REQUIRED WORK → Output the section of the SecreC passage below that starts with "Having an omitted" and goes on through "are usually public.", copying it word for word.

SUPPLIED PASSAGE →
BEGIN

Performing secure computations

SecreC distinguishes between public and private data on type system level. Every type in SecreC has two components: the data type and the security type. When not specified, the security type is implicitly assumed to be public. To declare private data it is not sufficient to state that the data is simply "private". The programmer has to be explicit about what kind of security scheme is used and has to specify the name of the concrete deployment of this scheme. This is because Sharemind MPC facilitates the use of many different security schemes and even the concurrent use of multiple instances of a given scheme.

Having an omitted security domain default to public is not a security issue. The type system guarantees that private data is never implicitly converted to public data. Even if the programmer accidentally leaves out a non-public domain a type error will be raised. It is possible to construct an artificial example where this is not true but it would have to involve (indirect) declassifications. Another reason for having the default domain be public is that SecreC programs contain a fair share of public code. For example loop counter and array indices are usually public.

To see this in action, consider the code in the following listing where we first declare a security scheme (or kind) called shared3p and then declare a concrete security domain of that kind. In the main function we declare two variables that are in the shared3p domain, compare them, reveal the result, and print it. This example only involves computation parties. The program does not receive input from input parties or produce results to output parties. The computing parties only log the result of declassification.

END

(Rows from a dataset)

BEGIN

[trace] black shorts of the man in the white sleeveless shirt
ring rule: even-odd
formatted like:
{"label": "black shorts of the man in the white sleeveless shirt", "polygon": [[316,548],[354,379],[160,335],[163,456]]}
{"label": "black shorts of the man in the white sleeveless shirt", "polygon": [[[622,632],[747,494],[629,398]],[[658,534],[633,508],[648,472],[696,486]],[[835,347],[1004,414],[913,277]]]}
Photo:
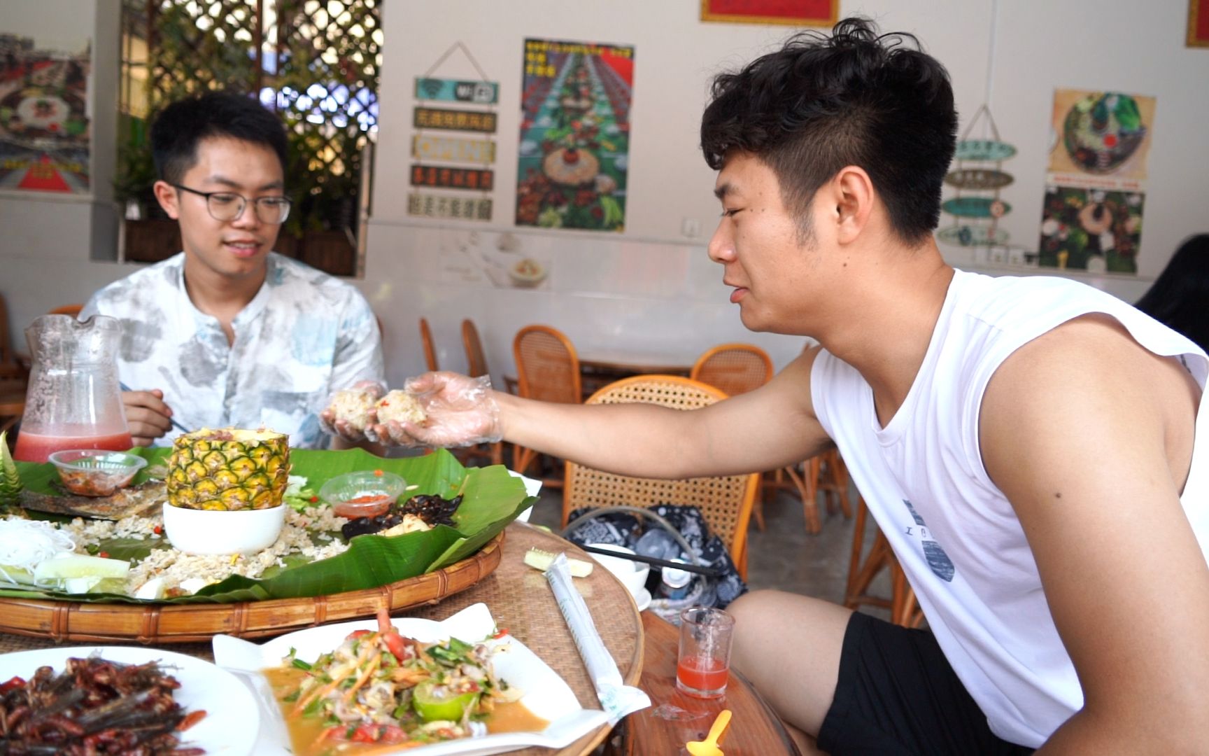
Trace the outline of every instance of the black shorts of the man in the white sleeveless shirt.
{"label": "black shorts of the man in the white sleeveless shirt", "polygon": [[844,754],[1031,754],[990,732],[936,639],[854,612],[818,748]]}

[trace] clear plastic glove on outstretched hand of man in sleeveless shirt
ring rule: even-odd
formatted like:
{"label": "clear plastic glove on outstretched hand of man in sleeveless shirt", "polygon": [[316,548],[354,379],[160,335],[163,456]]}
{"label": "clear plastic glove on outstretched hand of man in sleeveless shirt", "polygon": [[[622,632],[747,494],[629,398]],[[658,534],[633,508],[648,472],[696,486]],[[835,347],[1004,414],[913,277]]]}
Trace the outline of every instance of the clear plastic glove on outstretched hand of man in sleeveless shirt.
{"label": "clear plastic glove on outstretched hand of man in sleeveless shirt", "polygon": [[490,376],[426,373],[407,379],[404,391],[416,399],[424,420],[374,422],[365,428],[371,442],[450,448],[494,443],[504,437]]}

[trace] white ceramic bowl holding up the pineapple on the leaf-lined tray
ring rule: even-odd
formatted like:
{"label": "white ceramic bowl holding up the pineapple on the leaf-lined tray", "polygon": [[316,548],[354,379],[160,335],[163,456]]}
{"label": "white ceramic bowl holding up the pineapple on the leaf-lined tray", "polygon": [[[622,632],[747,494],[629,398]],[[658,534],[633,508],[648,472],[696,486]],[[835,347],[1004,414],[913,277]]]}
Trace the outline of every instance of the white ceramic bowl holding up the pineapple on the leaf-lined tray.
{"label": "white ceramic bowl holding up the pineapple on the leaf-lined tray", "polygon": [[163,506],[163,532],[186,554],[255,554],[277,541],[285,504],[272,509],[185,509]]}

END

WRITTEN RESPONSE →
Having an omitted security domain default to public is not a security issue. The type system guarantees that private data is never implicitly converted to public data. Even if the programmer accidentally leaves out a non-public domain a type error will be raised. It is possible to construct an artificial example where this is not true but it would have to involve (indirect) declassifications. Another reason for having the default domain be public is that SecreC programs contain a fair share of public code. For example loop counter and array indices are usually public.